Region pointing data
____________

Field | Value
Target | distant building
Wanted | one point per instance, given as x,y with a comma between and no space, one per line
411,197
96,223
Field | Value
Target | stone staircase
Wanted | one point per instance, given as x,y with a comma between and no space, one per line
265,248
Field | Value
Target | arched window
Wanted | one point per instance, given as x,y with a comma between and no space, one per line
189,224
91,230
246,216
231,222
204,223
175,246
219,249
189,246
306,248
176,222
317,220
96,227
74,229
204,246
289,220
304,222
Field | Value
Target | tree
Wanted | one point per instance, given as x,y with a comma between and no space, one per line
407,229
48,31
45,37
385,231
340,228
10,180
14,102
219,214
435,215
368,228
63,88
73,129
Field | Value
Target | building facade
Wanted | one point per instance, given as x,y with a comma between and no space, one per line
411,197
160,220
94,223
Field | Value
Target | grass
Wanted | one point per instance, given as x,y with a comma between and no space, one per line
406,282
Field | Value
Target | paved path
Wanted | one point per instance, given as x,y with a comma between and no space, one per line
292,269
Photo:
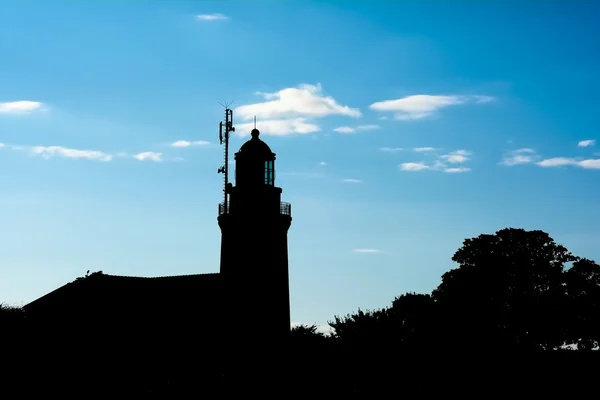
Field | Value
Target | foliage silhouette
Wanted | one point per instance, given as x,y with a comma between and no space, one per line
514,291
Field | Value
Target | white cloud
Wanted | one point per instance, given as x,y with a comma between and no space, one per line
185,143
589,164
457,157
367,251
48,152
149,155
17,107
344,129
527,156
278,127
419,166
586,143
556,162
457,170
519,156
563,161
359,128
302,101
454,157
212,17
422,106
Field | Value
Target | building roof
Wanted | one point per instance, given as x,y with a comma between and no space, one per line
108,291
256,148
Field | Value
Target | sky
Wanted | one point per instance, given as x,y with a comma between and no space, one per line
400,128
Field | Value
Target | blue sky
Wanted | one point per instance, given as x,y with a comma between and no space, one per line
401,128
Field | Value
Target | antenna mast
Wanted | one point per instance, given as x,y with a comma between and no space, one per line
224,138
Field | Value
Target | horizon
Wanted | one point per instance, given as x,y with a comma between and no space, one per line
400,130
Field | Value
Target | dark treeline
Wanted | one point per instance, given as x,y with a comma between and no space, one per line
514,292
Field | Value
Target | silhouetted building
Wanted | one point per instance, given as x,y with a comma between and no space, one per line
195,311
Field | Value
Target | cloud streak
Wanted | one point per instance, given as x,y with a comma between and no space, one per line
291,111
422,106
185,143
148,156
212,17
441,163
20,107
49,152
359,128
530,156
586,143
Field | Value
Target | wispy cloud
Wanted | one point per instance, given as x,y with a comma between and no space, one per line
212,17
457,170
49,152
185,143
586,143
148,156
367,251
301,174
440,163
278,127
20,107
422,106
530,156
290,111
414,166
456,157
359,128
563,161
519,156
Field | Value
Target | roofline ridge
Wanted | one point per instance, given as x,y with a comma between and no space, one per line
164,276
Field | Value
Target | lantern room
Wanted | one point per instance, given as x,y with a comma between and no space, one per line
254,164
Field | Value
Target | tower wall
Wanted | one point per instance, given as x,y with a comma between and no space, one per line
254,268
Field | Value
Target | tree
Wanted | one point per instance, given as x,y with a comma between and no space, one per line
508,291
583,290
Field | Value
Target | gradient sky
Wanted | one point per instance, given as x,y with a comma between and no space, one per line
401,128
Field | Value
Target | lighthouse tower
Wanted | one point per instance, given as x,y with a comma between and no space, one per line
254,257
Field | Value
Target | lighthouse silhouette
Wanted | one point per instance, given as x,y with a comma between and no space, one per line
254,225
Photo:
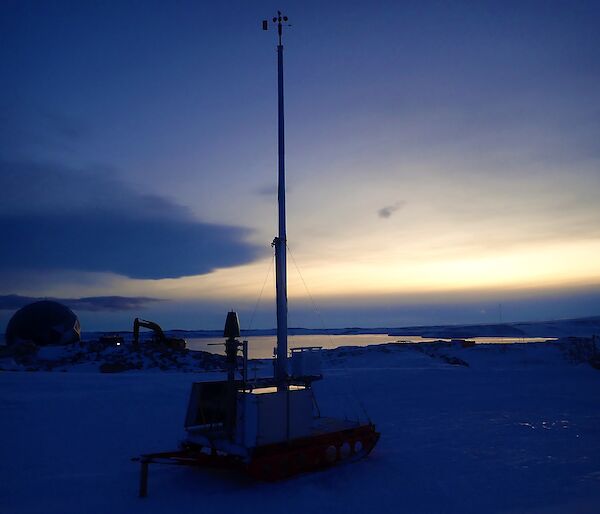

____________

Filter the data above down to lines with the word "cloud", and copy them.

Target | white cloud
Target | cloud streak
Target | wispy cloud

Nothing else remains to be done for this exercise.